• PROBLEM TO SOLVE:
Please print each record that follows precisely as it appears.
── EXERCISE INPUTS
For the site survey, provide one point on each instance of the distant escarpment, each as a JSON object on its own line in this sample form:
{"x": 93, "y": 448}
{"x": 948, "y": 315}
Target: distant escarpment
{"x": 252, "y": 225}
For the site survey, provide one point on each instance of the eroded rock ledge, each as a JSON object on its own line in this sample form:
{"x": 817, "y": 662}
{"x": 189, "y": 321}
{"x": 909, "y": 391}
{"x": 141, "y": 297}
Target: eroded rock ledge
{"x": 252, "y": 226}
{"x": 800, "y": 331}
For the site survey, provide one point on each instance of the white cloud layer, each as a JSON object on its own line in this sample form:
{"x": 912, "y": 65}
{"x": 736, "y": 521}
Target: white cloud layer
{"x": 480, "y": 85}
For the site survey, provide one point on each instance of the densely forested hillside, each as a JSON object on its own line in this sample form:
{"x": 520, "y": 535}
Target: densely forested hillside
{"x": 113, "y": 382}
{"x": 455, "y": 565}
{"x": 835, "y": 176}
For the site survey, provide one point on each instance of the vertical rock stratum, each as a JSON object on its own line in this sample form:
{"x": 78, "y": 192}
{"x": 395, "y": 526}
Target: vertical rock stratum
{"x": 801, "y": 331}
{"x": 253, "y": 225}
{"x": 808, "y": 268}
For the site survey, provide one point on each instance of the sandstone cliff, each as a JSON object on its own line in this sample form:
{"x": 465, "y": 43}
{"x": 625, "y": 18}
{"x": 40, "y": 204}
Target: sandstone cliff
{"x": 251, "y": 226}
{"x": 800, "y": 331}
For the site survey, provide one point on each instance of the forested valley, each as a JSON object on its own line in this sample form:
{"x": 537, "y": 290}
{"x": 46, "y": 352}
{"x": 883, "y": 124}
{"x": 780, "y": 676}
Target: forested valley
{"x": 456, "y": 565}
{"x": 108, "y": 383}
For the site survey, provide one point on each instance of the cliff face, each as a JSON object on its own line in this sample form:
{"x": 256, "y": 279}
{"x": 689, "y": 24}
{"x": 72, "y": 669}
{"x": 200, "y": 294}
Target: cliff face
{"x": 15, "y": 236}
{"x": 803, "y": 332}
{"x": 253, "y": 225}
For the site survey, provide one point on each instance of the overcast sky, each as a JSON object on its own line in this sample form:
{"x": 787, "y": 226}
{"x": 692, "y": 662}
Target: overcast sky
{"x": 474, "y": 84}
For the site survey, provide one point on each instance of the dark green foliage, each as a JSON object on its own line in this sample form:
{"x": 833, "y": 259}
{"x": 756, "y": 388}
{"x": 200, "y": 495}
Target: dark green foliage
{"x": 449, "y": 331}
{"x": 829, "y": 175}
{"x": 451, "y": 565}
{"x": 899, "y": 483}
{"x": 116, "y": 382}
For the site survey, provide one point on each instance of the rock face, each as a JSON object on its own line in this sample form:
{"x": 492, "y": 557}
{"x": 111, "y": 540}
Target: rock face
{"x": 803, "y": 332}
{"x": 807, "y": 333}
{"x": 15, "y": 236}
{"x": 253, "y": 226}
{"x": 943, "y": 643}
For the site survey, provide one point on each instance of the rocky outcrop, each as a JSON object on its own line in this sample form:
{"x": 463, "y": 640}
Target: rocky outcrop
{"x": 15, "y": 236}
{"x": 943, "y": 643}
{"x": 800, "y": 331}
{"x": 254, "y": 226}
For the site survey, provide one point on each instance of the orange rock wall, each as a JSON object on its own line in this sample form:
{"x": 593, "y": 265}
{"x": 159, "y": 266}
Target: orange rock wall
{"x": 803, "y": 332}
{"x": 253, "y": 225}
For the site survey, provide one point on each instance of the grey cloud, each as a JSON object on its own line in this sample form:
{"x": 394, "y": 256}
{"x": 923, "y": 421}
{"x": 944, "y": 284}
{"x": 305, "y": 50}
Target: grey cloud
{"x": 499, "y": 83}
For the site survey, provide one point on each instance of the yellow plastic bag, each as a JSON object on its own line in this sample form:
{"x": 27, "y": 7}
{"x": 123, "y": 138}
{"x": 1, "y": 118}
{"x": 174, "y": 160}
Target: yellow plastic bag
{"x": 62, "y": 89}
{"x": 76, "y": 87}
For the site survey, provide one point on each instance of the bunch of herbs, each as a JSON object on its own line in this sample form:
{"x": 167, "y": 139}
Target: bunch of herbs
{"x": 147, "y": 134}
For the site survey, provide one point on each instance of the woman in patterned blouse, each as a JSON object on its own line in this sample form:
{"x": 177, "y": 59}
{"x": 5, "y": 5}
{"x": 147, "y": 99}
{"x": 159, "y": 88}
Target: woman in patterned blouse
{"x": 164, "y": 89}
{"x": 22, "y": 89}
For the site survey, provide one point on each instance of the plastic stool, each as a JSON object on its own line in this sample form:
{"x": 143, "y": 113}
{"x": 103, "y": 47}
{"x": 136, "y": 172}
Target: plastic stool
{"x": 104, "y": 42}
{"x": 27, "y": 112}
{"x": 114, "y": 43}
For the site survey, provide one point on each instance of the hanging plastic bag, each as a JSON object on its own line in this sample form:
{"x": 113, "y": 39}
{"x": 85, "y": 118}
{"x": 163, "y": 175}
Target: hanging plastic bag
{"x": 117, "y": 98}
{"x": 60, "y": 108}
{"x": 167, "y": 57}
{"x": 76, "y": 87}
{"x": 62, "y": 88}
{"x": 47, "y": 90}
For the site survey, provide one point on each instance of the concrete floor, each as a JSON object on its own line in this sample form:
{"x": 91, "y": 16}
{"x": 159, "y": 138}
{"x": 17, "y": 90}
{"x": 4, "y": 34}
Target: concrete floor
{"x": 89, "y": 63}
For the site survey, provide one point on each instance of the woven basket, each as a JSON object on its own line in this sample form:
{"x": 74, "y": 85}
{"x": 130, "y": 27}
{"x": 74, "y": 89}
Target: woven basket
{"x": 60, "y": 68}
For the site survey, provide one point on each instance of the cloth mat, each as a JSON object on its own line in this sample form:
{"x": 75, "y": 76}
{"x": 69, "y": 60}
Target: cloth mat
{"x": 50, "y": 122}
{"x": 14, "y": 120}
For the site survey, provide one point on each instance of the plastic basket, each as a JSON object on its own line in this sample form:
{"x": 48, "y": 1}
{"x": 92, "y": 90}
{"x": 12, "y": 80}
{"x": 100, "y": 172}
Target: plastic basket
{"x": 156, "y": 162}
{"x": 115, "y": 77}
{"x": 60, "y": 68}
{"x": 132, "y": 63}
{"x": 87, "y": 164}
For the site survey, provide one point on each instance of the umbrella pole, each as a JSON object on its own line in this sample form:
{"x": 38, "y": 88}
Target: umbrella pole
────
• ANSWER FOR THIS EXERCISE:
For the site survey, provide one point on each instance of the distant escarpment, each as a JSON object on its own line in this sample form:
{"x": 93, "y": 448}
{"x": 948, "y": 315}
Target: distant escarpment
{"x": 252, "y": 225}
For the site survey, provide one point on each instance of the eroded rock ledge, each as a JSON object on its own line in this sample form:
{"x": 817, "y": 662}
{"x": 189, "y": 321}
{"x": 909, "y": 391}
{"x": 141, "y": 297}
Target: eroded rock ledge
{"x": 252, "y": 226}
{"x": 800, "y": 331}
For the site survey, provide one point on each instance of the white cloud layer, each as a JSON object on its own line in this sample form:
{"x": 912, "y": 65}
{"x": 736, "y": 521}
Target: white cloud layer
{"x": 480, "y": 85}
For the site survey, provide one point on each instance of the densely forested hillside, each as a JSON object on its own line in this sample form:
{"x": 520, "y": 535}
Target: densely forested hillside
{"x": 113, "y": 382}
{"x": 455, "y": 565}
{"x": 835, "y": 176}
For the site survey, provide one point on each instance of the vertical rock stratum, each as a JSON object on its own line in this sample form:
{"x": 78, "y": 192}
{"x": 395, "y": 526}
Target: vertical rock stratum
{"x": 801, "y": 331}
{"x": 253, "y": 225}
{"x": 808, "y": 268}
For the site survey, provide one point on each instance of the sandstone cliff, each as a JSON object on its own line in this sample form:
{"x": 465, "y": 43}
{"x": 625, "y": 18}
{"x": 40, "y": 204}
Target: sandstone cliff
{"x": 251, "y": 226}
{"x": 800, "y": 331}
For the site survey, provide one point on each instance of the forested valley, each as a JSON object on its own line in this sample form:
{"x": 537, "y": 290}
{"x": 46, "y": 352}
{"x": 883, "y": 124}
{"x": 780, "y": 676}
Target: forested valley
{"x": 456, "y": 565}
{"x": 108, "y": 383}
For the site survey, provide one point on each instance of the cliff face, each as a JSON object on its own line in this sample form:
{"x": 256, "y": 279}
{"x": 689, "y": 24}
{"x": 72, "y": 669}
{"x": 200, "y": 294}
Target: cliff face
{"x": 15, "y": 236}
{"x": 803, "y": 332}
{"x": 253, "y": 225}
For the site survey, provide one point on each instance of the overcast sky, each as a JSON object on its own line in this sample form:
{"x": 787, "y": 226}
{"x": 692, "y": 662}
Target: overcast sky
{"x": 474, "y": 84}
For the site survey, provide one point on each instance of the dark green foliage, each as a JSON object on its own line in this sample form:
{"x": 833, "y": 259}
{"x": 756, "y": 388}
{"x": 200, "y": 495}
Target: dark green foliage
{"x": 449, "y": 331}
{"x": 829, "y": 175}
{"x": 451, "y": 565}
{"x": 899, "y": 483}
{"x": 116, "y": 382}
For the site survey, provide one point on each instance of the rock face, each as a JSON object on its own line in this sample form:
{"x": 492, "y": 557}
{"x": 111, "y": 540}
Target: rock face
{"x": 803, "y": 332}
{"x": 807, "y": 333}
{"x": 15, "y": 236}
{"x": 253, "y": 226}
{"x": 943, "y": 643}
For the site survey, provide one point on each instance of the rocky outcrop, each as a JSON object on its own line in this sample form:
{"x": 463, "y": 640}
Target: rocky outcrop
{"x": 15, "y": 236}
{"x": 943, "y": 643}
{"x": 800, "y": 331}
{"x": 254, "y": 226}
For the site survey, provide one point on each instance of the orange rock wall, each as a JSON object on its own line in this sample form:
{"x": 593, "y": 265}
{"x": 159, "y": 266}
Target: orange rock wall
{"x": 803, "y": 332}
{"x": 253, "y": 225}
For the site survey, provide one point on each instance of the grey cloud, each as a JSON object on its own line in this sample form:
{"x": 394, "y": 256}
{"x": 923, "y": 421}
{"x": 944, "y": 284}
{"x": 305, "y": 50}
Target: grey cloud
{"x": 499, "y": 83}
For the site survey, provide one point on each instance of the yellow plastic bag, each as a JSON object on its own line in this sample form:
{"x": 27, "y": 7}
{"x": 123, "y": 138}
{"x": 1, "y": 118}
{"x": 174, "y": 160}
Target: yellow plastic bag
{"x": 62, "y": 89}
{"x": 76, "y": 87}
For the site survey, provide one point on each instance of the bunch of herbs, each as a JSON object on its own line in this sample form:
{"x": 167, "y": 139}
Target: bunch of herbs
{"x": 147, "y": 134}
For the site survey, provide one point on each instance of the woman in patterned blouse, each as a JSON object on its own line in this sample form:
{"x": 177, "y": 59}
{"x": 5, "y": 5}
{"x": 147, "y": 99}
{"x": 159, "y": 88}
Target: woman in patterned blouse
{"x": 164, "y": 89}
{"x": 22, "y": 89}
For the site survey, provide one point on each instance of the plastic stool, each as a JSON object on its own line in this sample form:
{"x": 143, "y": 113}
{"x": 103, "y": 47}
{"x": 136, "y": 172}
Target: plastic stool
{"x": 104, "y": 42}
{"x": 27, "y": 112}
{"x": 114, "y": 43}
For the site survey, provide one point on each instance of the hanging plastic bag, each as a JSON object on its own line in this sample form:
{"x": 113, "y": 39}
{"x": 85, "y": 118}
{"x": 163, "y": 175}
Target: hanging plastic bag
{"x": 117, "y": 98}
{"x": 60, "y": 108}
{"x": 167, "y": 57}
{"x": 76, "y": 87}
{"x": 62, "y": 88}
{"x": 47, "y": 90}
For the site survey, provide one point on each instance of the concrete floor, each as a JSON object on its own line in this sample form:
{"x": 91, "y": 16}
{"x": 159, "y": 138}
{"x": 17, "y": 90}
{"x": 4, "y": 34}
Target: concrete floor
{"x": 89, "y": 63}
For the site survey, provide one point on each instance of the woven basket, each as a JSON object on its own line in this sample form:
{"x": 74, "y": 85}
{"x": 130, "y": 27}
{"x": 74, "y": 89}
Target: woven basket
{"x": 60, "y": 68}
For the site survey, provide one point on each instance of the cloth mat, each as a JSON object on its own line in this sample form:
{"x": 75, "y": 76}
{"x": 69, "y": 60}
Target: cloth mat
{"x": 50, "y": 122}
{"x": 14, "y": 120}
For the site survey, provide one point on each instance of the plastic basket, each as a JSON object on its own line in this sample form:
{"x": 48, "y": 1}
{"x": 92, "y": 90}
{"x": 12, "y": 80}
{"x": 100, "y": 172}
Target: plastic basket
{"x": 156, "y": 162}
{"x": 115, "y": 77}
{"x": 60, "y": 68}
{"x": 132, "y": 63}
{"x": 87, "y": 164}
For the site survey, provide one point on each instance of the umbrella pole, each as a JSON object on its own line in this sample form:
{"x": 38, "y": 88}
Target: umbrella pole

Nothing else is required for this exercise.